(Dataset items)

──────────────────────────────

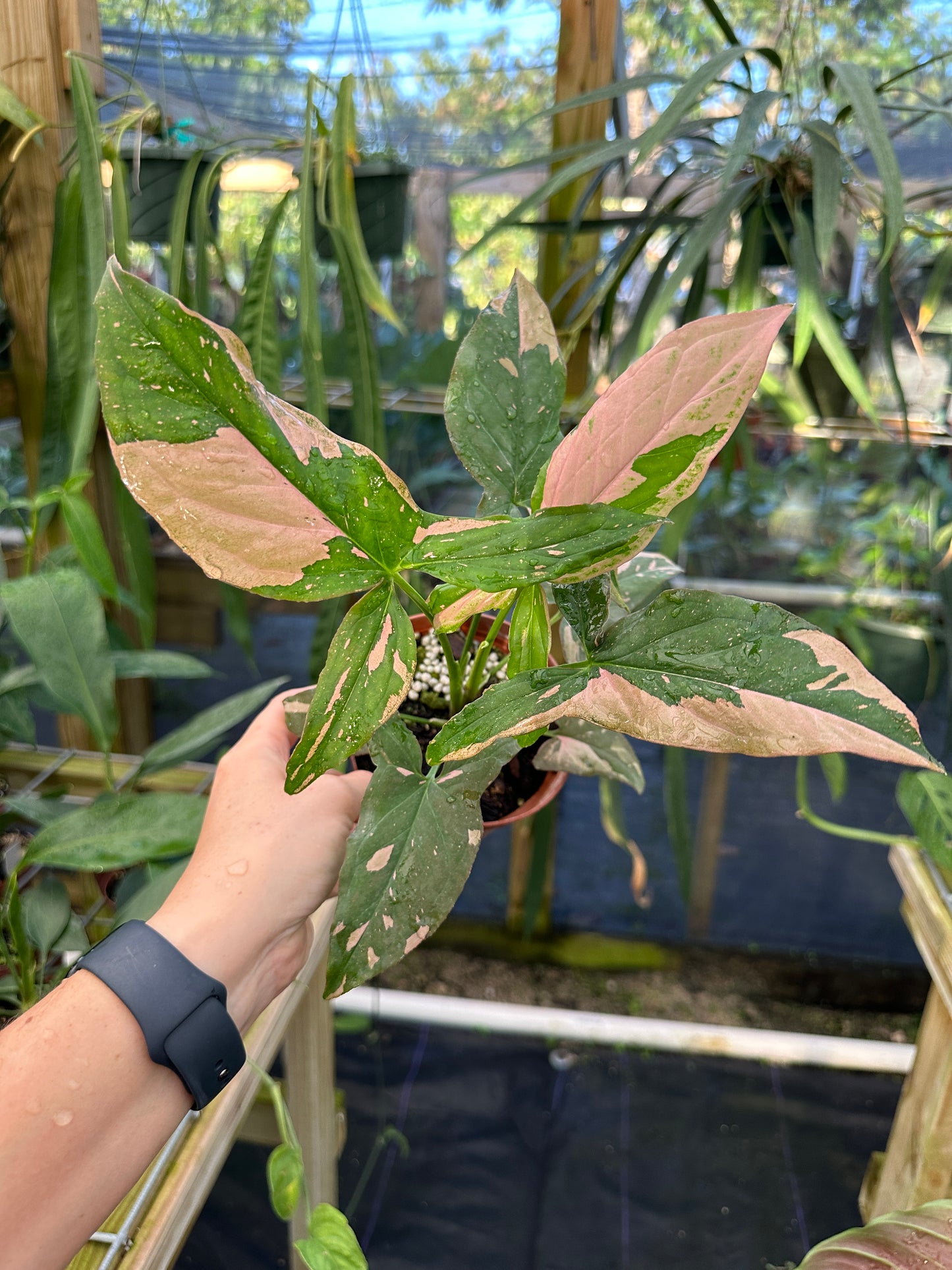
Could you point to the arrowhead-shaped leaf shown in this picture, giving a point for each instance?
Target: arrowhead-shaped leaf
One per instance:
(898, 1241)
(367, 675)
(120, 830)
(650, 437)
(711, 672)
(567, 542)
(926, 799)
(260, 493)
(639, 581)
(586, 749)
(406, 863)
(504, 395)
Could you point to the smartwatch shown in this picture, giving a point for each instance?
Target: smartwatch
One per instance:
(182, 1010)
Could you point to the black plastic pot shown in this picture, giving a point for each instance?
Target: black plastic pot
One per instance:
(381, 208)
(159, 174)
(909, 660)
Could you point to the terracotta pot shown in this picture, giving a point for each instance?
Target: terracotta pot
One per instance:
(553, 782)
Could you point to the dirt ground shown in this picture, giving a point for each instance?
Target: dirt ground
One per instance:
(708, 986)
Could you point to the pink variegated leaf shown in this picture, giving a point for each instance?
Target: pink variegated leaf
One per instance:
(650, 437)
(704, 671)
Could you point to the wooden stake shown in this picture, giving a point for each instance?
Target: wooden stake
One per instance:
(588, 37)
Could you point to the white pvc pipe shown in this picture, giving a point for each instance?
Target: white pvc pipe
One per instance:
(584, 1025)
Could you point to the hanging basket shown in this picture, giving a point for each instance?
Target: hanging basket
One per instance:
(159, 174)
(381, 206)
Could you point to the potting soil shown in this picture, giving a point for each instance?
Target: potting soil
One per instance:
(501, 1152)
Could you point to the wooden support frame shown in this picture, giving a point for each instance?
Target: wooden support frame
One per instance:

──────────────────────────────

*Short problem*
Can you print every one of the lines above word for word, leaving the pictures out?

*Finished exercise*
Could you point to the arrowhead-shaped leaf shown in this picture, giving a point for each instance?
Target: arrowhead-shaped leaf
One per instance:
(898, 1241)
(367, 675)
(120, 830)
(650, 437)
(711, 672)
(567, 542)
(926, 799)
(260, 493)
(639, 581)
(586, 749)
(406, 863)
(504, 395)
Could you point to the smartwatch shown in this picture, giving a point for each instance?
Target: smartwatch
One per instance:
(182, 1010)
Could you point to the black plastic pot shown in this picture, giving a point for each instance?
Target: black plastic pot
One per instance:
(381, 208)
(159, 174)
(909, 660)
Could you point to the terracotta pot shown in this picture, giving a point for each instance?
Target: terracotta pot
One per instance:
(553, 782)
Could you point to the dirt ground shown in this picture, giving a point for each instance?
Target: dirt ground
One per instance:
(708, 986)
Could you point to the pink variegated leaf shown in this picture, giving a point for each instance?
Target: pink variegated leaf
One per instance:
(650, 437)
(704, 671)
Could you point to the wooden stake shown in this picture, giving a point for each instance?
Target: wooden stake
One per instance:
(588, 37)
Could you point to the white pvc pipe shown in this picture, giving a point for each instance?
Target: white pvc pipe
One per instance:
(584, 1025)
Could you point to the hanging basket shown in this picture, giving a point for each instance?
Target: hanging basket
One per instance:
(159, 174)
(381, 206)
Could you point to the potting soil shown in this picture, giving a point for each instance?
Target: potting soil
One per instance:
(501, 1152)
Could you point to the wooden support frame shown in this picture, giving a point for each instance?
Target: wooden support frame
One per instance:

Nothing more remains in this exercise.